**Things to do**.
1 - Copy from the exhibition review the stretch from "German Design 1949-1989: Two" through "develop its themes.".
2 - Answer these questions from the exhibition review:
(a) Who curated the exhibition for the Kunstgewerbemuseum?
(b) How many pages does the catalogue have?
(c) Across how many consecutive double spreads are the black-and-white photographs presented?
3 - Go on with the exhibition review from its last sentence.

**Given text**.

┄┄┄┄┄┄┄┄┄┄

Counterpoints

Claudia Skoda’s Fruits knitwear, ca. 1978 (image: courtesy of Vitra Design Museum).

German Design 1949-1989: Two Countries, One History is an exhibition curated by Erika Pinner, for the Vitra Design Museum, and Klára Němečková, for the Kunstgewerbemuseum. Fortunately for those, including myself, unable to travel under current restrictions, a 320-page catalogue has also been produced, recording key exhibits alongside some 20 essays by design historians that develop its themes.

The exhibition’s co-curation through and movement between two German institutions – one in the former Federal Republic of Germany (FRG, West Germany), the other in the former German Democratic Republic (GDR, East Germany) – reflects the project’s aim to restore balance to the historiography of German design during the period of the country’s division. The book and, I gather from it, the exhibition explore differences, commonalities and exchanges between the two countries on a variety of levels, from product typologies and approaches to design pedagogy, to the politically freighted discourses on what was, and was not, considered “good design”. The structure of presentation is chronological, broken into three periods – 1949-1960, 1961 (the year of the construction of the Berlin Wall) -1972, and 1973-1989 (the year of the wall’s removal) – and each section concludes with a selection of exhibited works. Just before the 1961- 1972 section, the flow is broken by a series of black-and-white photographs made at the time of wall’s construction, presented wall-like across 12 consecutive, full-bleed double spreads.

┄┄┄┄┄┄┄┄┄┄

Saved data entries
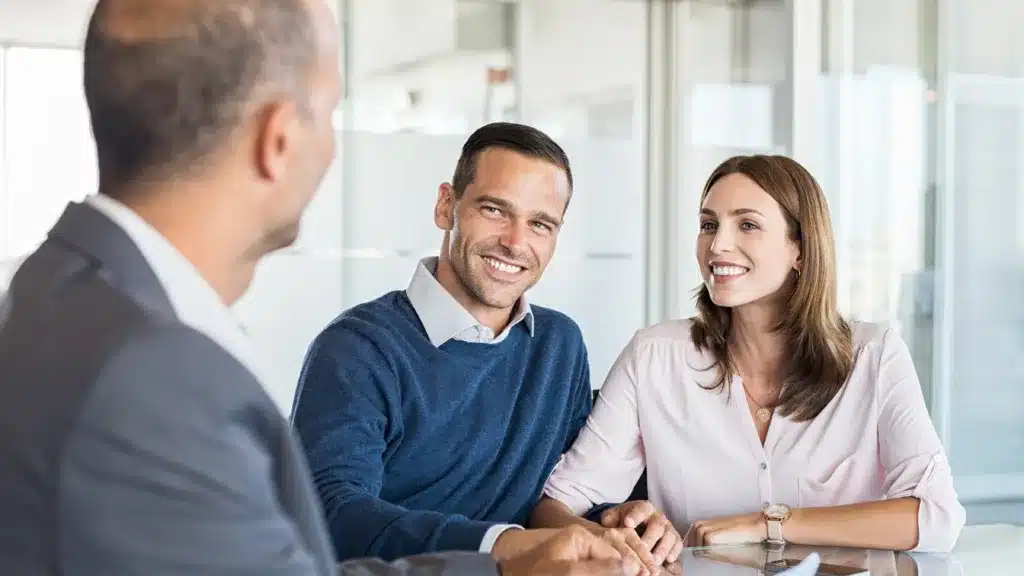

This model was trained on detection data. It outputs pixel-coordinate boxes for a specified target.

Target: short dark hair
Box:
[452,122,572,200]
[84,0,317,187]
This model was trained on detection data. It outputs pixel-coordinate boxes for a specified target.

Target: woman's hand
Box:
[689,512,768,546]
[601,500,683,568]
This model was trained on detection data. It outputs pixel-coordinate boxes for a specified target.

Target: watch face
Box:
[764,504,790,520]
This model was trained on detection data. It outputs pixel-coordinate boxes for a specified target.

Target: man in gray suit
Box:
[0,0,634,576]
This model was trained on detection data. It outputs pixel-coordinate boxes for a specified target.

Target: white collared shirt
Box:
[406,257,534,346]
[85,194,272,409]
[406,257,534,553]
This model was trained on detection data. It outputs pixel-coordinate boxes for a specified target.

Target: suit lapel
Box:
[48,202,176,317]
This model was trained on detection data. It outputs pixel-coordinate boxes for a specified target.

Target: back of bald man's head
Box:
[84,0,318,194]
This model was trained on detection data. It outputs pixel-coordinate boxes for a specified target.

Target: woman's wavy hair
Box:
[690,155,853,421]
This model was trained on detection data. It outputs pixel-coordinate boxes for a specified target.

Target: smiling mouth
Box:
[483,256,525,274]
[711,266,750,277]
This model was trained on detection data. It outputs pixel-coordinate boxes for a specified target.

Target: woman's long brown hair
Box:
[690,155,853,421]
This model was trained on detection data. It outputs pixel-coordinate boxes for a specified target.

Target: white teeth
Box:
[483,258,522,274]
[712,266,748,276]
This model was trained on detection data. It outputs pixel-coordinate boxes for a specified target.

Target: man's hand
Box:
[495,526,641,576]
[690,512,768,546]
[601,500,685,568]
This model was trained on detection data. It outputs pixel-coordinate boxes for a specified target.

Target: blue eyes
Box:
[480,206,554,233]
[700,220,761,233]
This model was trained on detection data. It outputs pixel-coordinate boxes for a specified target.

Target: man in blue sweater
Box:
[292,123,591,560]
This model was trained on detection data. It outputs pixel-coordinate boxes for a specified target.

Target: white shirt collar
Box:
[85,195,272,407]
[406,257,534,346]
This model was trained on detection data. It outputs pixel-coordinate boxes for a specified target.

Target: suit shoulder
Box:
[90,323,271,413]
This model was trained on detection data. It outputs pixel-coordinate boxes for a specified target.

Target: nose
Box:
[711,227,736,254]
[500,220,527,250]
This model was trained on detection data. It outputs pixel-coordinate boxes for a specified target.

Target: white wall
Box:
[0,0,95,47]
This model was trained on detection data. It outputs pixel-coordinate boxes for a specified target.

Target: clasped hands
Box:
[594,500,768,574]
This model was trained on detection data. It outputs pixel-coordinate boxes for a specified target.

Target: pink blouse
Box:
[544,320,966,551]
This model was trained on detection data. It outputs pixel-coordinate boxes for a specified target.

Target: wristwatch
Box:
[762,504,791,548]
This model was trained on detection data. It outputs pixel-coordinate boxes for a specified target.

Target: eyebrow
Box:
[476,195,562,228]
[700,204,765,218]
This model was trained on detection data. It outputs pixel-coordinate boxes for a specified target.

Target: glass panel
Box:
[2,47,98,257]
[343,0,647,386]
[817,0,936,393]
[944,0,1024,502]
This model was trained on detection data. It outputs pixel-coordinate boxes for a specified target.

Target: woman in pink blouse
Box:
[532,156,965,566]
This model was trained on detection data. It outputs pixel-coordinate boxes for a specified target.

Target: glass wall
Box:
[935,0,1024,501]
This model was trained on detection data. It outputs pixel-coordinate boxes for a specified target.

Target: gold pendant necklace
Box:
[739,377,775,424]
[751,399,771,424]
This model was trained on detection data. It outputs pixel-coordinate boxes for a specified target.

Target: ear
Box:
[256,101,301,182]
[434,182,455,232]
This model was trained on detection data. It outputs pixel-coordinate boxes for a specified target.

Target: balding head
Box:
[85,0,325,193]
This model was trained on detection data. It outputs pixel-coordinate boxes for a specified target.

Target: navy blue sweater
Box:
[292,292,591,560]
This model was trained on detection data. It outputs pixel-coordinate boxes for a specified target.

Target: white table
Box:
[680,525,1024,576]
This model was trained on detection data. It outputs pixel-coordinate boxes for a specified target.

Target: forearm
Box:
[529,496,601,532]
[782,498,921,550]
[338,552,499,576]
[325,491,494,561]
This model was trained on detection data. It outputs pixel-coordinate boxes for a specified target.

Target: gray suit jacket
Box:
[0,204,497,576]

┄┄┄┄┄┄┄┄┄┄

**Answers to the exercise**.
1 -
German Design 1949-1989: Two Countries, One History is an exhibition curated by Erika Pinner, for the Vitra Design Museum, and Klára Němečková, for the Kunstgewerbemuseum. Fortunately for those, including myself, unable to travel under current restrictions, a 320-page catalogue has also been produced, recording key exhibits alongside some 20 essays by design historians that develop its themes.

2 -
(a) Klára Němečková
(b) 320
(c) 12

3 -
Dieter Rams and Hans Gugelot’s SK 6 Stereo-Phonosuper, 1956/60.

In terms of its result, much like its subject matter, this is a divided project. By far the stronger part is its scholarship in working through the post-war reception of interwar modernism and, in particular, the German fate of the Bauhaus functionalist tradition. This analysis is fascinating in its detail and also serves as a useful corrective to commonplace assumptions that, lacking a design culture, the GDR was capable only of producing cheap and colourful plastic tat. Connected to this is an also useful negation of the notion that the GDR itself was suspended for some 40 years in a historical limbo, awaiting readmittance to the flow of meaningful events. Instead, a rather more complex picture appears of a modernist design tradition in both countries that first adapted to, and then withered under, a complex set of cultural, economic and political conditions. There is valuable research here, and the curators have done well to preserve narrative and thematic continuity across the assembled writings. More problematic, however, is the curatorial purpose of framing this history in terms of Germanness in design, and on that basis to recast the period 1949- 1989 as a unified and, thereby, unifying object of cultural memory.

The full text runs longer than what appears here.